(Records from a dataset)
<<<<
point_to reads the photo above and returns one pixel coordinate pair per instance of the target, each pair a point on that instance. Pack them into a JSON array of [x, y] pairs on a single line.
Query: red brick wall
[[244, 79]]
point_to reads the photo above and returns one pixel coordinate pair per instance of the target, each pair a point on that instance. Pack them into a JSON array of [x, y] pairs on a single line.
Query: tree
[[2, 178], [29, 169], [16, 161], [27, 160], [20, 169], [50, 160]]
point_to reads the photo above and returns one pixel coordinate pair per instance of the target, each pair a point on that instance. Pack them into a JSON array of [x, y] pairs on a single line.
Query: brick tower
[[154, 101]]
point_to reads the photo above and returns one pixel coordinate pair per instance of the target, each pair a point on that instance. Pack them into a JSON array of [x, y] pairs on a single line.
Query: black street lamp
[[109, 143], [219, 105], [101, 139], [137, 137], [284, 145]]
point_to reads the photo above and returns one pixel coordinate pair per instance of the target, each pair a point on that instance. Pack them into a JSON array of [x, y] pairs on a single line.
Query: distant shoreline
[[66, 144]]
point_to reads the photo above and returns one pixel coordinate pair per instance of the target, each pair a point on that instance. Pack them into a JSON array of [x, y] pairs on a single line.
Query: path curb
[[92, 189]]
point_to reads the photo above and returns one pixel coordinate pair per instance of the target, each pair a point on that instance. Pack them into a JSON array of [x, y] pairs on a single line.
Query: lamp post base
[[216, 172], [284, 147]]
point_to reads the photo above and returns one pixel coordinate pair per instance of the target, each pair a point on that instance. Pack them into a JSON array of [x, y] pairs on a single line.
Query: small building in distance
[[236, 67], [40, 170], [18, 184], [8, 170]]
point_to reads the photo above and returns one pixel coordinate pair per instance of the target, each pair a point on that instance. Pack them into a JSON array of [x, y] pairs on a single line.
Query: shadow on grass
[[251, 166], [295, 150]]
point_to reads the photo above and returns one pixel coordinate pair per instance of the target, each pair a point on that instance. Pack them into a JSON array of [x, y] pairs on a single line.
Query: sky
>>>>
→ Exercise aim
The response must consist of all the data, reproduced without alteration.

→ Worked solution
point_to reads the photo above and returns one pixel coordinate pair per instance of the target, each pair a point on that instance. Pack them into a JSON array of [x, y] pairs on a single line.
Query: red brick wall
[[244, 79]]
point_to reads the photo above and returns one pixel coordinate pair per instance of the target, each pair a point on that instance. Pack them into a JSON array of [x, y] pairs on a single line.
Query: tree
[[2, 178], [29, 169], [16, 161], [27, 160], [20, 169], [50, 160]]
point_to reads the photo above and returns one pixel coordinate pair per instance of the target, each pair a point on that instance. Pack them into a JSON array of [x, y] pairs on a single line.
Query: brick tower
[[154, 101]]
point_to reads the photo above and returns one pixel coordinate pair per instance of the target, each pair a point on that instance. Pack them into a JSON array of [x, y] pairs on a single line.
Query: black street lamp
[[109, 143], [219, 105], [101, 139], [137, 137], [284, 145]]
point_to reads the photo above and returns one pixel coordinate pair per instance of the target, each pair a point on that instance. Pack them into a JSON array of [x, y] pairs on a single line.
Query: distant shoreline
[[66, 144]]
point_to reads the photo above and returns one pixel coordinate pair per instance of the target, each pair a point on that instance. Pack them into a JSON array of [x, y] pairs on a single line.
Query: path curb
[[92, 189]]
point_to reads the photo above and returns one pixel coordinate pair per instance of the target, each pair a point on that instance. Pack them into a JSON array of [x, y] pairs on a single line.
Query: lamp post base
[[216, 172], [284, 147]]
point_to reads the photo above and returns one pixel coordinate pair per instance of the target, each pair a point on that instance. Pack them into a JSON array of [x, y] pairs on a single line.
Query: small building in distance
[[236, 67], [40, 170], [18, 184], [8, 170]]
point_to reads the photo above and returns one pixel coordinate pair per instance of the target, each pair a point on that instance. Pack them into a JSON array of [x, y] pairs on a single line.
Query: shadow on grass
[[251, 166], [295, 150]]
point_to reads the photo above and returns one pixel coordinate pair per instance of the target, each pair a point on that instance. Pack them into a JSON array of [x, y] pairs on a single line.
Query: sky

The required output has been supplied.